Two types of limits are given: notch depth and notch area (shown in Figure 1). The notch depth is the average voltage difference between the actual and un-notched sine wave and is expressed as a percentage of the peak voltage. The notch area is the product of the notch depth in volts, and the duration in microseconds. Absolute volt-microsecond values are given, assuming a 480V nominal. The notch area limits must be scaled for other nominal voltages.
As shown the subscripts of table C-1, AN, notch area limit is equal to 22800 associated with a nominal line voltage of 480 volts. If for example the line voltage is 120 volts instead of 480 volts, then (120/480) or 0.25 x 22800 = 5700, so 5700 would be used for AN at 120 volts.
With ProVision, measurement of the notch parameters can be made directly using the Point Table from the captured waveform (see Figure 2). In this figure, a harmonic analysis gives a THD of 17%. A zoomed version is shown in Figure 3. Here, the point annotations are enabled, so that individual data points may be seen. Four measurements are needed – the two points just outside the notch, where the sine wave is “normal”, and the two points just inside the notch (all circled in blue in the figure). The two outermost points are used to calculate the average theoretical sine wave voltage. The two inner points are used to compute the notch width, and also the average notch voltage.

■ EXERCISE DATA

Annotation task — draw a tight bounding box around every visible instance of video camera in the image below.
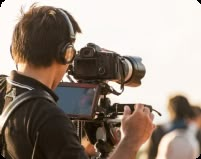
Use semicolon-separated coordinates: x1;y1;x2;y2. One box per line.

■ ACTIVITY 1
Answer these about the text on notch limits:
(a) What two quantities multiply to give the notch area?
(b) What value would be used for AN at a line voltage of 120 volts?
(c) What THD does the harmonic analysis give?
■ ACTIVITY 2
Reproduce word for word everything in the text on notch limits from "Two types of" down to "other nominal voltages.".

■ TASK RESULT 1
(a) The notch depth in volts and the duration in microseconds.
(b) 5700.
(c) 17%.

■ TASK RESULT 2
Two types of limits are given: notch depth and notch area (shown in Figure 1). The notch depth is the average voltage difference between the actual and un-notched sine wave and is expressed as a percentage of the peak voltage. The notch area is the product of the notch depth in volts, and the duration in microseconds. Absolute volt-microsecond values are given, assuming a 480V nominal. The notch area limits must be scaled for other nominal voltages.